■ ARBEITSAUFTRAG 1: Übertragen Sie aus dem Text zur Grunderwerbsteuer den folgenden Satz ins Englische: „Das Finanzamt für Gebühren und Verkehrsteuern in Wien schrieb der Beschwerdeführerin mit dem in Rechtskraft erwachsenen Bescheid vom 25. November 1980 Grunderwerbsteuer in Höhe von 3,2 Millionen Schilling zur Entrichtung vor.“
■ ARBEITSAUFTRAG 2: Führen Sie den Text zur Grunderwerbsteuer im Anschluss an seinen letzten Satz weiter.

■ VORLIEGENDER TEXT:
-------------------------

Das Finanzamt für Gebühren und Verkehrsteuern in Wien schrieb der Beschwerdeführerin mit dem in Rechtskraft erwachsenen Bescheid vom 25. November 1980 Grunderwerbsteuer in Höhe von 3,2 Millionen Schilling zur Entrichtung vor.
Am 5. Februar 1981 wurde der obzitierte Kaufvertrag zwischen den beiden Vertragsteilen durch notarielle Stornierungsvereinbarung (Vertrag II) vollständig zur Auflösung gebracht und die genannten Grundstücke der H G.m.b.H. ins Eigentum übertragen.
Am selben Tag, nämlich am 5. Februar 1981, wurde jedoch ein neuer Kaufvertrag zwischen der H G.m.b.H. einerseits und der Beschwerdeführerin sowie Mag. Dr. SS andererseits (Vertrag III) geschlossen, der den Kaufpreis in gleicher Höhe, nämlich 40 Millionen Schilling, auswies wie der zuvor mit der Beschwerdeführerin geschlossene Kaufvertrag vom 24. November 1980, wobei die gegenständlichen Liegenschaften von der Beschwerdeführerin zu 80/100 Anteilen und von Mag. Dr. SS zu 20/100 Anteilen erworben wurden.

-------------------------

■ AUSGANGSMATERIAL:

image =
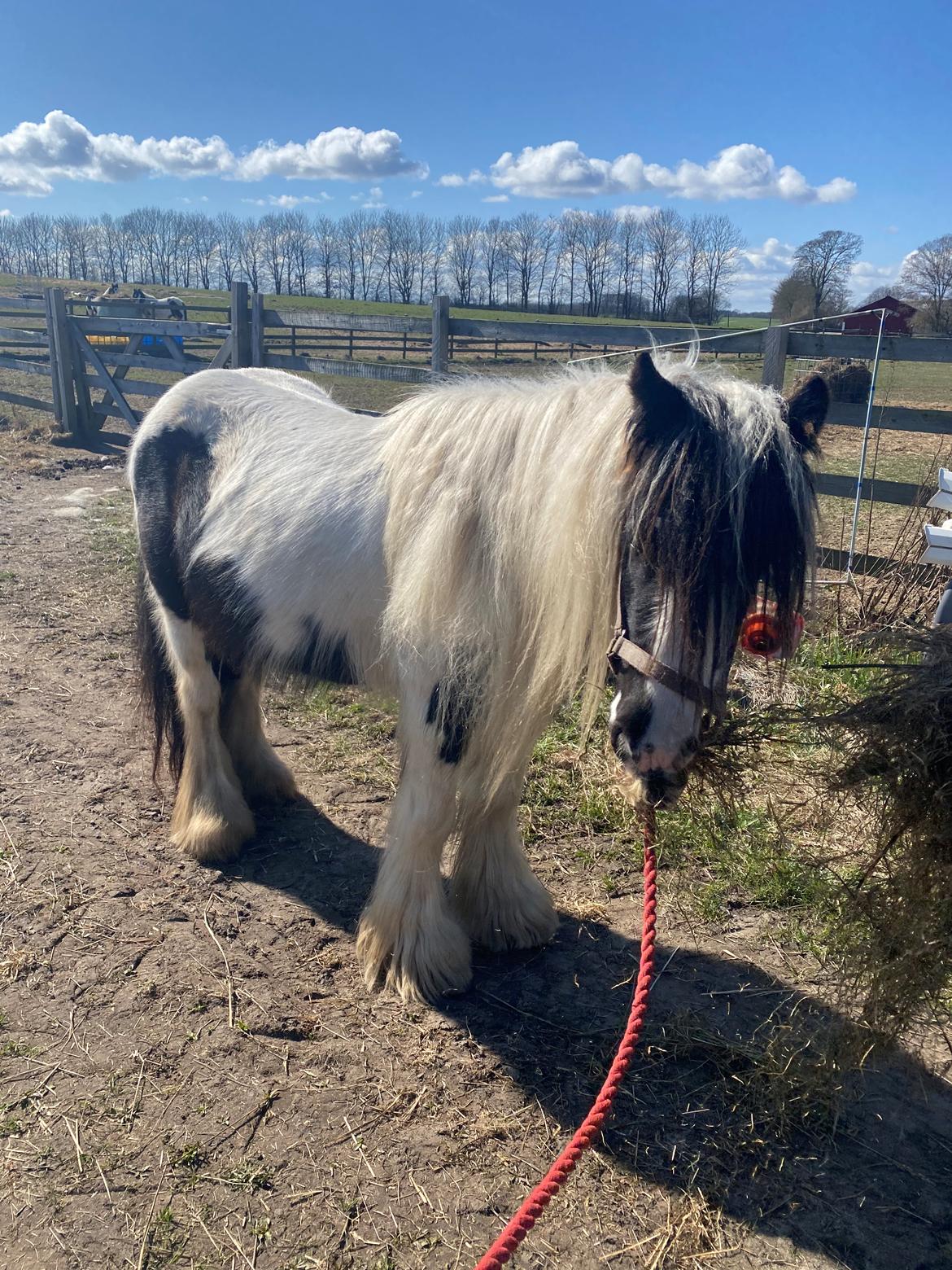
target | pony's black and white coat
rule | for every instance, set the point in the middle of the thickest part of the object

-------------------------

■ LÖSUNG 1: By a notice dated November 25, 1980, which became final and binding, the Vienna Tax Office for Fees and Transfer Taxes assessed the complainant real estate transfer tax of 3.2 million schillings for payment.

■ LÖSUNG 2:
Das Finanzamt für Gebühren und Verkehrsteuern in Wien wies mit Bescheid vom 12. Juni 1981 den in der Stornierungsvereinbarung gestellten Antrag der Beschwerdeführerin auf Erstattung der entrichteten Grunderwerbsteuer ab, weil im Punkt XIII des Kaufvertrages vom 24. November 1980 ein Treuhandverhältnis insofern begründet worden sei, als die Beschwerdeführerin berechtigt sei, im Falle eines Rücktrittes neue Käufer geltend zu machen.
Dagegen erhob die Beschwerdeführerin Berufung, in der sie vorbrachte, im Zeitpunkt des Kaufabschlusses am 24. November 1980 sei vollkommen unbestimmt gewesen, ob die Beschwerdeführerin der alleinige Eigentümer der Liegenschaften bleiben werde oder ein bis drei Personen in einem damals noch unbestimmbaren und ungewissen Eigentumsverhältnis Miteigentümer dieser Liegenschaft würden. Auch die weitere Möglichkeit, daß die Beschwerdeführerin vom Kaufvertrag zur Gänze zurücktrete, sei offen gewesen. Aus diesem Sachverhalt lasse sich eindeutig ableiten, daß ein Treuhandverhältnis nicht habe vorliegen können, da weder der Personenkreis der Treugeber noch die Ermächtigung der Treugeber zum Zeitpunkt des Vertragsabschlusses bekannt gewesen sei, sondern sich erst nach Abschluß des Vertrages im Verhandlungswege ergeben habe.
Das Finanzamt wies die Berufung der Beschwerdeführerin mit Berufungsvorentscheidung vom 8. April 1982 ab, doch gehört dieser Bescheid nicht mehr dem Rechtsbestand an, weil die Beschwerdeführerin unter Darstellung der Motive für die Aufhebung des Kaufvertrages vom 24. November 1980 die Vorlage der Berufung an die Abgabenbehörde zweiter Instanz beantragte und diese in der Folge entschied.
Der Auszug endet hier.